(WORK REQUEST): Your answer must be an exact copy of the listing that follows, with all pictures omitted.

(DATA UNDER STUDY):
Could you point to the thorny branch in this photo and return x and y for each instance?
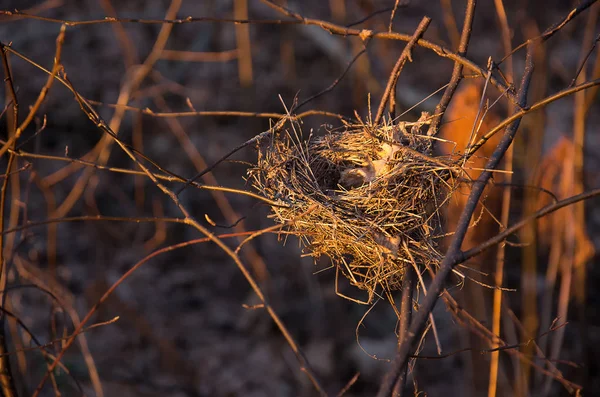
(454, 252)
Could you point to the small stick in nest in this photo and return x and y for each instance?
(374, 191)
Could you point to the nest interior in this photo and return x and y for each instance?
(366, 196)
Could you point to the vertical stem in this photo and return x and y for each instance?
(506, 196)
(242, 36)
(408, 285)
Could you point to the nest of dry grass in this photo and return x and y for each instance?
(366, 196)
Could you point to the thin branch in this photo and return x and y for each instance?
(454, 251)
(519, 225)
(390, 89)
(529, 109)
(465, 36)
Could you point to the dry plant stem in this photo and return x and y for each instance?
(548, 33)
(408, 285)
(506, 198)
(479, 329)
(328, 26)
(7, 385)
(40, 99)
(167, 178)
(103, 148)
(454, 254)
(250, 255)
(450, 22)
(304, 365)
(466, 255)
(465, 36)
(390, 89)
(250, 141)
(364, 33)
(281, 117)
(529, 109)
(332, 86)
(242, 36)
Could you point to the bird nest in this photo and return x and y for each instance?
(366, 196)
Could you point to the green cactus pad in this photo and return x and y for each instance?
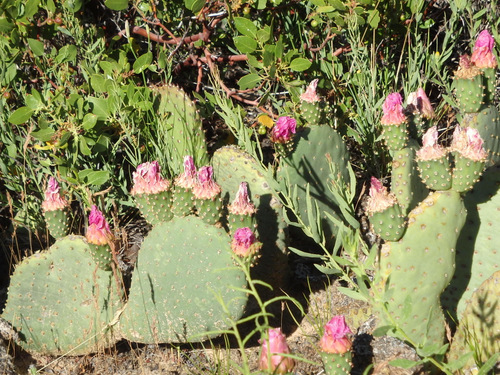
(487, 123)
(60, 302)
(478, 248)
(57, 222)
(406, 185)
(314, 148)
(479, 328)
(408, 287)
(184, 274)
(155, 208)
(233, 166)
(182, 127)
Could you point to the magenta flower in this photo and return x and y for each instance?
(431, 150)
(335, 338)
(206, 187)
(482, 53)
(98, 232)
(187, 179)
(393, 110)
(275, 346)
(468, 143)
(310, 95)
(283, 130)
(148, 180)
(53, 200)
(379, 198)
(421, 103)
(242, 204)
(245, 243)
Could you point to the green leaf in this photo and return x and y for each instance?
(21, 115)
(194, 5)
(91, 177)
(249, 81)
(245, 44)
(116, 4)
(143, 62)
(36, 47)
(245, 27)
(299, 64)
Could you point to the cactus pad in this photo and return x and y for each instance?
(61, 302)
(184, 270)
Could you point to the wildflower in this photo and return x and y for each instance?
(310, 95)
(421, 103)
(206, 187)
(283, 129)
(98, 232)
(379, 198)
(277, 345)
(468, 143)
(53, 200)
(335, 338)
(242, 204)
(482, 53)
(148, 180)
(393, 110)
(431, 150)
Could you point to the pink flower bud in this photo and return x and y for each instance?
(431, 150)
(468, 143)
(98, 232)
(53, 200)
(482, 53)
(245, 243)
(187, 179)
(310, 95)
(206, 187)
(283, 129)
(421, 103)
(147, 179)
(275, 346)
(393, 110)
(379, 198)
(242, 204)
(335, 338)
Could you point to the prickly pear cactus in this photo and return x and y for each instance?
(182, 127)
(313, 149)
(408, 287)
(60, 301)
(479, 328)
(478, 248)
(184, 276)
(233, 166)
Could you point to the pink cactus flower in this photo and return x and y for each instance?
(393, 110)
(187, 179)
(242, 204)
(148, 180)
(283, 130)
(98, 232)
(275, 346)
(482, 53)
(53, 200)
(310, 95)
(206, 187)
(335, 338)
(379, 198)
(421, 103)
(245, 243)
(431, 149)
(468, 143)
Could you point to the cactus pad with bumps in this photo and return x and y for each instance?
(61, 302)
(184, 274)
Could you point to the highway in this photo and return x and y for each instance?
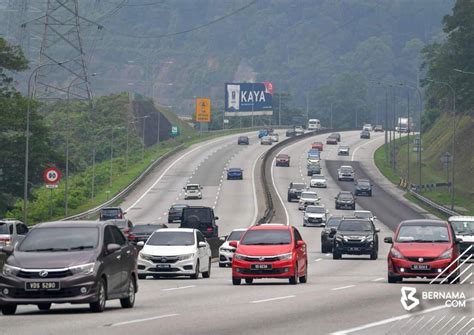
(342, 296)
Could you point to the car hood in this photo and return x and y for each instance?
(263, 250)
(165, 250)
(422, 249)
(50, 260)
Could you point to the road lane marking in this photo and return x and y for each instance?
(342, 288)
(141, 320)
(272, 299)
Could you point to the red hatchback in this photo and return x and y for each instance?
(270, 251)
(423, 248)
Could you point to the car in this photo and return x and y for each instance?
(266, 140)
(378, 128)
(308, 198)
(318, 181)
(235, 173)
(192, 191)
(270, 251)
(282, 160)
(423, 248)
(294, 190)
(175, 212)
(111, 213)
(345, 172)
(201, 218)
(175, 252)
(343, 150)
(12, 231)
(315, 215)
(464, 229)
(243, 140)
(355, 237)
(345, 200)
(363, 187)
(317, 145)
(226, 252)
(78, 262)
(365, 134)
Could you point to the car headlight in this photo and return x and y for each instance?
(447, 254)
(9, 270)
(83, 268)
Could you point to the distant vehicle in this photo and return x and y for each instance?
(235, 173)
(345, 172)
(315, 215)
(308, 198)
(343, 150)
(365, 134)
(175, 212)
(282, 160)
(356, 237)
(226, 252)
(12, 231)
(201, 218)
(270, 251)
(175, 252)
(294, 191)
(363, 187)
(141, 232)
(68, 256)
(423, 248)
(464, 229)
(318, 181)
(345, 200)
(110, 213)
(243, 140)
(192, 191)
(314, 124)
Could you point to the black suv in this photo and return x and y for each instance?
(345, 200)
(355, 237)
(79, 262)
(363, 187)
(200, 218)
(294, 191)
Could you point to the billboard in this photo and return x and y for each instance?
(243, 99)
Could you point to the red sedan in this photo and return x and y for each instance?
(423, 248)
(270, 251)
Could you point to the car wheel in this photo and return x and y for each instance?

(SOLUTION FOR THIS TASK):
Could you point to the thorny branch in this photo and return x and y for each instance?
(454, 252)
Could you point to the small stick in nest in this photo and return x and y for each instance?
(374, 191)
Could you point to the nest interior in this photo and return x and y for each instance?
(366, 196)
Could you point to the vertical stem in this photo and return x and y for each instance?
(506, 196)
(242, 36)
(408, 285)
Could you point to the nest of dry grass in this photo and return x and y for each instance?
(366, 196)
Could you point to the thin branch in this photo and return x and y for each instance?
(454, 251)
(519, 225)
(390, 89)
(529, 109)
(465, 36)
Could you point to the dry plant stem in this photo and return x and y for each instance?
(548, 33)
(408, 285)
(506, 198)
(479, 329)
(328, 26)
(7, 385)
(40, 99)
(167, 178)
(103, 148)
(454, 254)
(250, 255)
(450, 22)
(304, 365)
(466, 255)
(465, 36)
(390, 89)
(250, 141)
(364, 33)
(281, 117)
(529, 109)
(332, 86)
(242, 36)
Could you point to the bird nest in this photo and return x and y for each instance?
(366, 196)
Could you point to the green cactus pad in this photo and return x and y for each instance?
(487, 123)
(60, 302)
(478, 248)
(57, 222)
(406, 185)
(314, 148)
(479, 328)
(408, 287)
(184, 274)
(155, 208)
(233, 166)
(182, 127)
Could you point to the magenta flower in this photo and return x and y for each instance?
(431, 150)
(335, 338)
(206, 187)
(482, 53)
(98, 232)
(187, 179)
(393, 110)
(275, 346)
(468, 143)
(310, 95)
(283, 130)
(148, 180)
(53, 200)
(379, 198)
(421, 103)
(242, 204)
(245, 243)
Could you point to the green leaf in this photo and return x and y for each instance?
(21, 115)
(194, 5)
(91, 177)
(249, 81)
(245, 44)
(116, 4)
(143, 62)
(36, 47)
(245, 27)
(299, 64)
Could you point to the cactus pad in this photo and return x and y for each instance?
(61, 302)
(184, 270)
Could you point to the wildflower in this photo and return x and y for each instance?
(310, 95)
(421, 103)
(206, 187)
(283, 129)
(98, 232)
(379, 198)
(277, 345)
(468, 143)
(53, 200)
(335, 338)
(242, 204)
(482, 53)
(148, 180)
(393, 110)
(431, 150)
Could you point to the pink flower bud in this photo and return x and y for each instance?
(431, 150)
(468, 143)
(98, 232)
(53, 200)
(482, 53)
(245, 243)
(187, 179)
(310, 95)
(206, 187)
(283, 129)
(421, 103)
(147, 179)
(275, 346)
(393, 110)
(379, 198)
(242, 204)
(335, 338)
Could you point to the prickly pear cactus in this photo and return x and y for each instance?
(182, 127)
(313, 149)
(408, 287)
(60, 301)
(479, 328)
(478, 248)
(184, 276)
(233, 166)
Could you point to the pink cactus flower in this photo and return x and y for each instance?
(393, 110)
(187, 179)
(242, 204)
(148, 180)
(283, 130)
(98, 232)
(275, 346)
(482, 53)
(53, 200)
(310, 95)
(206, 187)
(335, 338)
(379, 198)
(421, 103)
(245, 243)
(431, 149)
(468, 143)
Could you point to the cactus pad with bumps in this photo and return x and y for each instance?
(61, 302)
(184, 274)
Could you point to the highway in this photo and return x and y for each instance?
(342, 296)
Could you point to the car hood in this photo and return x and y for each instance?
(263, 250)
(165, 250)
(422, 249)
(50, 260)
Could you point to the road lane marking in this photo and return x and y for each instance?
(342, 288)
(141, 320)
(272, 299)
Could you point to the red hatchback in this photo and return x and y for each instance?
(270, 251)
(423, 248)
Could you point to the car in this photo and return x and y for each instance?
(266, 140)
(378, 128)
(308, 198)
(318, 181)
(235, 173)
(192, 191)
(270, 251)
(282, 160)
(423, 248)
(294, 190)
(175, 212)
(111, 213)
(345, 172)
(201, 218)
(175, 252)
(343, 150)
(12, 231)
(315, 215)
(464, 229)
(243, 140)
(355, 237)
(345, 200)
(363, 187)
(317, 145)
(226, 252)
(78, 262)
(365, 134)
Could you point to the car headlight in this photo and return x and y for each instance?
(447, 254)
(9, 270)
(83, 268)
Could you point to the distant vehicle in this photo and return x and y for each instance?
(235, 173)
(345, 172)
(315, 215)
(308, 198)
(343, 150)
(365, 134)
(175, 212)
(282, 160)
(356, 237)
(226, 252)
(12, 231)
(201, 218)
(270, 251)
(175, 252)
(294, 191)
(363, 187)
(141, 232)
(68, 256)
(423, 248)
(464, 229)
(318, 181)
(345, 200)
(110, 213)
(243, 140)
(192, 191)
(314, 124)
Could you point to the black suv in this photo and return x and y for each instance?
(345, 200)
(355, 237)
(79, 262)
(363, 187)
(200, 218)
(294, 191)
Could you point to the billboard in this photo and return x and y for each instance?
(243, 99)
Could you point to the red sedan in this photo and return x and y for each instance?
(423, 248)
(270, 251)
Could you point to the car wheel in this photo and return x and y for each instance?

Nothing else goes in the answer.